Coordinate annotation entries
┌────────

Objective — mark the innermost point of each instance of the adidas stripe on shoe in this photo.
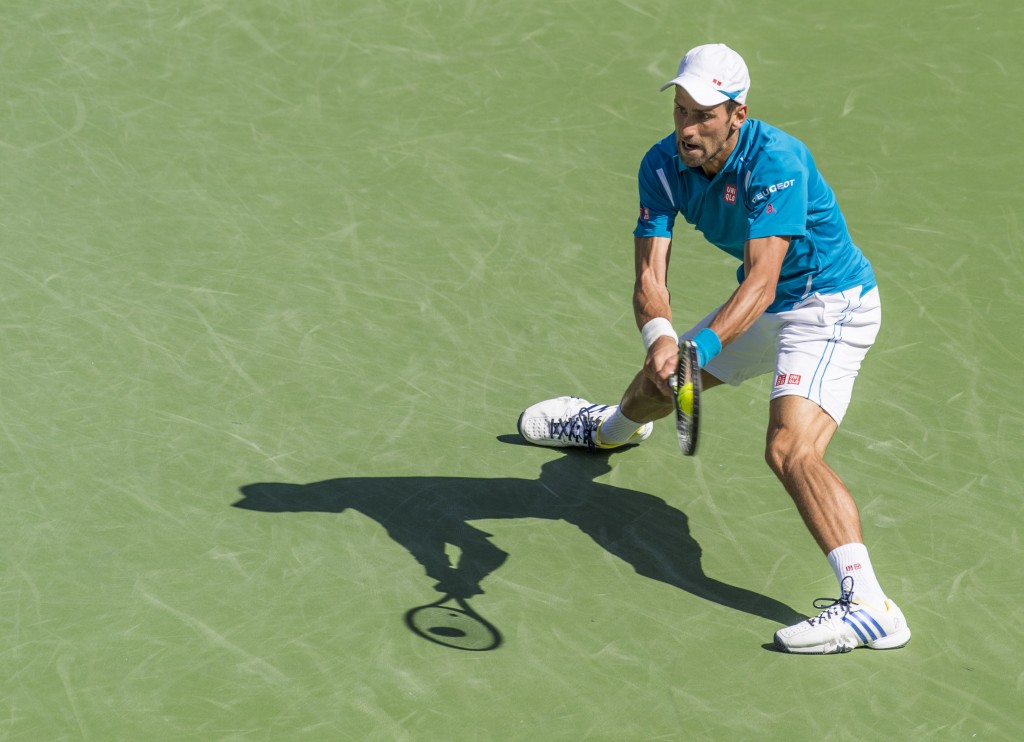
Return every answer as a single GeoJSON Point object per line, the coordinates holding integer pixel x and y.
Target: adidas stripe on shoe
{"type": "Point", "coordinates": [845, 624]}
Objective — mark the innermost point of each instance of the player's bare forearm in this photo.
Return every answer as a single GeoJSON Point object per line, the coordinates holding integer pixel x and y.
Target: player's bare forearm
{"type": "Point", "coordinates": [651, 300]}
{"type": "Point", "coordinates": [763, 262]}
{"type": "Point", "coordinates": [650, 292]}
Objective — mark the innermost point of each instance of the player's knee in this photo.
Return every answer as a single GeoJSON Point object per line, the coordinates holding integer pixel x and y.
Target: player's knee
{"type": "Point", "coordinates": [784, 451]}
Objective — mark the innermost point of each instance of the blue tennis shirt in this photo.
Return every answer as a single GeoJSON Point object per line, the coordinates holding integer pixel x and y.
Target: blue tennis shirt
{"type": "Point", "coordinates": [769, 186]}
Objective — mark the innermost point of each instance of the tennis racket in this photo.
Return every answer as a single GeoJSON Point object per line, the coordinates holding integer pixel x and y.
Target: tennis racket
{"type": "Point", "coordinates": [452, 622]}
{"type": "Point", "coordinates": [687, 395]}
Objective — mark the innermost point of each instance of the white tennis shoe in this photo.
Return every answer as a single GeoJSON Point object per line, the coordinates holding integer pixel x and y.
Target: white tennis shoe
{"type": "Point", "coordinates": [846, 624]}
{"type": "Point", "coordinates": [571, 422]}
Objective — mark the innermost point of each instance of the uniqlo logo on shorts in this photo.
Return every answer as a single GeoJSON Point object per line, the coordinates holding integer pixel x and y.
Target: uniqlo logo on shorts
{"type": "Point", "coordinates": [787, 380]}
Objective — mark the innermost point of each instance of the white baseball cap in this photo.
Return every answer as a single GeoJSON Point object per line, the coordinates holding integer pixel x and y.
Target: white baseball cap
{"type": "Point", "coordinates": [713, 74]}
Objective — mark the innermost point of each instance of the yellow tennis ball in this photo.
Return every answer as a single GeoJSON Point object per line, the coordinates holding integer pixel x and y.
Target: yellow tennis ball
{"type": "Point", "coordinates": [685, 398]}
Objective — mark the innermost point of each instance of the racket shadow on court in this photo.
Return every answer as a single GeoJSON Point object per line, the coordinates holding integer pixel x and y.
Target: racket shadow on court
{"type": "Point", "coordinates": [424, 515]}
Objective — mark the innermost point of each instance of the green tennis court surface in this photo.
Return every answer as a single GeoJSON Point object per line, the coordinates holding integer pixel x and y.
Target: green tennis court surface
{"type": "Point", "coordinates": [253, 246]}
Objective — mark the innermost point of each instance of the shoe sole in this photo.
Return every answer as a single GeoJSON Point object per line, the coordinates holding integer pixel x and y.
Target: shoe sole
{"type": "Point", "coordinates": [893, 641]}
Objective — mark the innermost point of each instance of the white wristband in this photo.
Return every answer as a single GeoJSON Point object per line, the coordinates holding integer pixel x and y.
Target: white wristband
{"type": "Point", "coordinates": [656, 328]}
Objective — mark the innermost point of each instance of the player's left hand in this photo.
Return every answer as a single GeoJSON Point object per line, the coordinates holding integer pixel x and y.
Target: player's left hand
{"type": "Point", "coordinates": [660, 363]}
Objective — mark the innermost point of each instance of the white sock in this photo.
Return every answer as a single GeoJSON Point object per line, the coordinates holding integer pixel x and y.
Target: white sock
{"type": "Point", "coordinates": [851, 560]}
{"type": "Point", "coordinates": [616, 428]}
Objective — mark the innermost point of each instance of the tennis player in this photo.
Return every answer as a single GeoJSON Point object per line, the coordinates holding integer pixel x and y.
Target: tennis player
{"type": "Point", "coordinates": [806, 310]}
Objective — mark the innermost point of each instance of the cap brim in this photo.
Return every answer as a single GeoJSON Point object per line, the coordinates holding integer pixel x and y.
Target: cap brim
{"type": "Point", "coordinates": [700, 91]}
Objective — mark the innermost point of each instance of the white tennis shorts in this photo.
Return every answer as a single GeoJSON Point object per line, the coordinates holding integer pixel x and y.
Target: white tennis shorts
{"type": "Point", "coordinates": [814, 349]}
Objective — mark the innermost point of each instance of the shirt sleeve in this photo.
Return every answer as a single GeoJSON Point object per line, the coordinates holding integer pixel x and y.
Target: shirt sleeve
{"type": "Point", "coordinates": [777, 193]}
{"type": "Point", "coordinates": [657, 208]}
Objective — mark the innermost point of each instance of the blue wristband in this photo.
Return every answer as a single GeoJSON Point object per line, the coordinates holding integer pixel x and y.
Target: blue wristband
{"type": "Point", "coordinates": [709, 345]}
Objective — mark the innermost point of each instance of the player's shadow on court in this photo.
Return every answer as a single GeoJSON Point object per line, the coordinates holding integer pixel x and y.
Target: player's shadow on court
{"type": "Point", "coordinates": [424, 514]}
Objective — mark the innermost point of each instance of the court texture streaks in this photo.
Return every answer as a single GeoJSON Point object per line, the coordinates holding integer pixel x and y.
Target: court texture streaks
{"type": "Point", "coordinates": [253, 246]}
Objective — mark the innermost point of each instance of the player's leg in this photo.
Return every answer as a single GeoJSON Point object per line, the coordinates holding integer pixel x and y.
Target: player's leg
{"type": "Point", "coordinates": [574, 422]}
{"type": "Point", "coordinates": [799, 432]}
{"type": "Point", "coordinates": [567, 422]}
{"type": "Point", "coordinates": [817, 363]}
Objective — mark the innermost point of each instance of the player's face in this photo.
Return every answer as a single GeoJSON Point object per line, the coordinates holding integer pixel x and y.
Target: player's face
{"type": "Point", "coordinates": [705, 134]}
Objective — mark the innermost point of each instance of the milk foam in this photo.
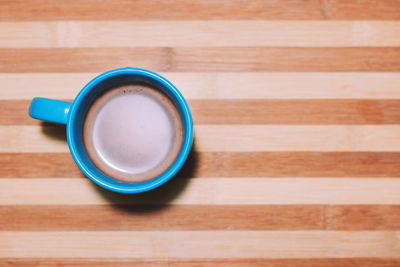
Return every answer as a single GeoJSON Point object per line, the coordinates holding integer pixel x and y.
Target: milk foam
{"type": "Point", "coordinates": [133, 132]}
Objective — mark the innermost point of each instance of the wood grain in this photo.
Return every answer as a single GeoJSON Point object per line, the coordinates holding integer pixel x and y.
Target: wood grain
{"type": "Point", "coordinates": [199, 217]}
{"type": "Point", "coordinates": [207, 191]}
{"type": "Point", "coordinates": [221, 85]}
{"type": "Point", "coordinates": [257, 111]}
{"type": "Point", "coordinates": [162, 218]}
{"type": "Point", "coordinates": [302, 59]}
{"type": "Point", "coordinates": [268, 262]}
{"type": "Point", "coordinates": [199, 9]}
{"type": "Point", "coordinates": [204, 33]}
{"type": "Point", "coordinates": [214, 244]}
{"type": "Point", "coordinates": [363, 217]}
{"type": "Point", "coordinates": [296, 157]}
{"type": "Point", "coordinates": [226, 164]}
{"type": "Point", "coordinates": [241, 138]}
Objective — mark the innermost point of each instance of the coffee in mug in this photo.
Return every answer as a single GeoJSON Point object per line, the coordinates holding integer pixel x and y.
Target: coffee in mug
{"type": "Point", "coordinates": [133, 132]}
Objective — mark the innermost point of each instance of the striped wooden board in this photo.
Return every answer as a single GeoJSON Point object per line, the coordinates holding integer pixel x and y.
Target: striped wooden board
{"type": "Point", "coordinates": [296, 160]}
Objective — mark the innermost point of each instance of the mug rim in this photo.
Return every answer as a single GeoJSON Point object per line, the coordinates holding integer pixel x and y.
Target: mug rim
{"type": "Point", "coordinates": [157, 181]}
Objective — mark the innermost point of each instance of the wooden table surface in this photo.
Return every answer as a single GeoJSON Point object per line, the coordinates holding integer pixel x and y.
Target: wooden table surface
{"type": "Point", "coordinates": [297, 138]}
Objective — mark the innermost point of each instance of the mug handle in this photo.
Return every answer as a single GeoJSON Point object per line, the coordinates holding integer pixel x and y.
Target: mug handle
{"type": "Point", "coordinates": [49, 110]}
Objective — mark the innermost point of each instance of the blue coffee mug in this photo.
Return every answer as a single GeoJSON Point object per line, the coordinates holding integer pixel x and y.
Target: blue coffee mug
{"type": "Point", "coordinates": [73, 115]}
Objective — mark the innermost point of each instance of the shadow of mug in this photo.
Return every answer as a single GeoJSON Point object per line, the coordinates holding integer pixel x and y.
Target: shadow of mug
{"type": "Point", "coordinates": [149, 201]}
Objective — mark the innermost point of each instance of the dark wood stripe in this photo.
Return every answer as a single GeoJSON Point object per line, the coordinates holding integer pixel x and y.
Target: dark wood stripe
{"type": "Point", "coordinates": [374, 59]}
{"type": "Point", "coordinates": [198, 9]}
{"type": "Point", "coordinates": [363, 217]}
{"type": "Point", "coordinates": [223, 164]}
{"type": "Point", "coordinates": [155, 218]}
{"type": "Point", "coordinates": [257, 111]}
{"type": "Point", "coordinates": [264, 262]}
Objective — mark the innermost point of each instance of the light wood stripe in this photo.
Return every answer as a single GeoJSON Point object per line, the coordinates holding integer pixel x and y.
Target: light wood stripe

└────────

REQUIRED TASK: Set down, exactly and in full, the lines from the one containing "handle in this photo." through the end of the entries; no other line belongs.

ANSWER TO THIS PROBLEM:
Objective — mark the innermost point of each instance of the mug handle in this photo.
Return every answer as a single GeoJSON Point object per line, the coordinates holding integer pixel x and y.
Target: mug handle
{"type": "Point", "coordinates": [49, 110]}
Objective — mark the innermost point of each instance of the blue coffee mug in this photo.
Return every answer as a single GeoJSON Point object per line, the coordinates holding integer pixel x and y.
Target: blue coffee mug
{"type": "Point", "coordinates": [73, 115]}
Objective — mark the innermost point of each instance of the shadow of mug in this photo.
Return every answer as a single GeoJSON Point object per line, the coordinates holding integer pixel x and y.
Target: shadow of mug
{"type": "Point", "coordinates": [149, 201]}
Objective — mark the innermost point of each instance of the dark wood stripe in this photo.
Return every answer as a single GeoJSON Point object per line, the coordinates holding integer pixel x and y.
Target: dark wood stripe
{"type": "Point", "coordinates": [374, 59]}
{"type": "Point", "coordinates": [198, 9]}
{"type": "Point", "coordinates": [363, 217]}
{"type": "Point", "coordinates": [223, 164]}
{"type": "Point", "coordinates": [155, 218]}
{"type": "Point", "coordinates": [257, 111]}
{"type": "Point", "coordinates": [264, 262]}
Objective — mark the innermost point of each instance of the light wood stripe in this photo.
Return every answer as a single GeoJSON Point object per line, the coordinates holding integer pixel x and y.
Target: light wood stripe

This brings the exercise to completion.